Thought: I use min1, max1 to record the starting point and end point of increasing subarray of length two. They are initialized to both 1 as an indicator if such array ever exists. Thus, I can avoid the usage of INT_MAX.
So, starting from position 1, when we encounter a new number, we have the following situations:

It’s the global min. Minimum so far

Length of two subarray already exists(max1 > 0), and this number is greater than nums[max1], so answer is found.

If all above didn’t happen, and we found that current number is actually greater than global min, so they become the length of two increasing subarray. Please note that this could be 1) the first length of 2 array or 2) a better length of 2 candidate array. The new nums[max1] should be less or equal to the prior nums[max1] if it exists. Why? Otherwise, we should already return true in scenario 2 already right?

□ □ □

Written problem A: Which lines in the records below contain the string "green"? Find each one and copy it out in full.

Supplied records:
□ □ □

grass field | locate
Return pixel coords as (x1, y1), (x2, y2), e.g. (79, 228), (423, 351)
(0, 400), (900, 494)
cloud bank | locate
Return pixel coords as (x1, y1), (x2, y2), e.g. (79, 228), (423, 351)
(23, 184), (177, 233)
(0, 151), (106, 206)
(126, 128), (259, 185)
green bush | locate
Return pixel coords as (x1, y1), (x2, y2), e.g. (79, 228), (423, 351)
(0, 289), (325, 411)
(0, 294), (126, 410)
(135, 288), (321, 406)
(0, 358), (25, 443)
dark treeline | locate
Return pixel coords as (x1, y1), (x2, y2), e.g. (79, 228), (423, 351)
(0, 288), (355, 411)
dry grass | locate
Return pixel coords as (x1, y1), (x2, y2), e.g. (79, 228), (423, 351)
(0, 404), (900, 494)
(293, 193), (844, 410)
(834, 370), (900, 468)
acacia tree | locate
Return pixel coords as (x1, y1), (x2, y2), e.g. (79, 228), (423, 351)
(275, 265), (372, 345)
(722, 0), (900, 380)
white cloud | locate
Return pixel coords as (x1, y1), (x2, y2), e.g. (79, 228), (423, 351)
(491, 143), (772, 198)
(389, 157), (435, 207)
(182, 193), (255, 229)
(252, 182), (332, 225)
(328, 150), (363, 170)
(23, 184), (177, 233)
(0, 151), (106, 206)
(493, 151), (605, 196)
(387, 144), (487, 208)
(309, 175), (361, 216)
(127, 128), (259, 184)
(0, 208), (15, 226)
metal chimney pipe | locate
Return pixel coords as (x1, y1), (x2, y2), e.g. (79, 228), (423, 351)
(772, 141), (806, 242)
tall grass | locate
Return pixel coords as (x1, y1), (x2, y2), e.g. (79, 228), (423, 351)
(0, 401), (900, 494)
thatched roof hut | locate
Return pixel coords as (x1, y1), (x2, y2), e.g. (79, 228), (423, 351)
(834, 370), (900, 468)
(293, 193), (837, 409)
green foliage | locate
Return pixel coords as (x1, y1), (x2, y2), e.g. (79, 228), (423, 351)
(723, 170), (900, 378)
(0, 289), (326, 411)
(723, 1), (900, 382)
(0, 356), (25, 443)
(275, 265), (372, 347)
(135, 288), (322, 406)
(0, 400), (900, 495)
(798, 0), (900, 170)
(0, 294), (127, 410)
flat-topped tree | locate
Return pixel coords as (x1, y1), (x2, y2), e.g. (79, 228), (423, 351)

□ □ □

Written problem B: Can you print the whole explanation about finding an increasing subarray, from the top of the page, word for word?

Task answer A:
green bush | locate
green foliage | locate

Task answer B:
Thought: I use min1, max1 to record the starting point and end point of increasing subarray of length two. They are initialized to both 1 as an indicator if such array ever exists. Thus, I can avoid the usage of INT_MAX.
So, starting from position 1, when we encounter a new number, we have the following situations:

It’s the global min. Minimum so far

Length of two subarray already exists(max1 > 0), and this number is greater than nums[max1], so answer is found.

If all above didn’t happen, and we found that current number is actually greater than global min, so they become the length of two increasing subarray. Please note that this could be 1) the first length of 2 array or 2) a better length of 2 candidate array. The new nums[max1] should be less or equal to the prior nums[max1] if it exists. Why? Otherwise, we should already return true in scenario 2 already right?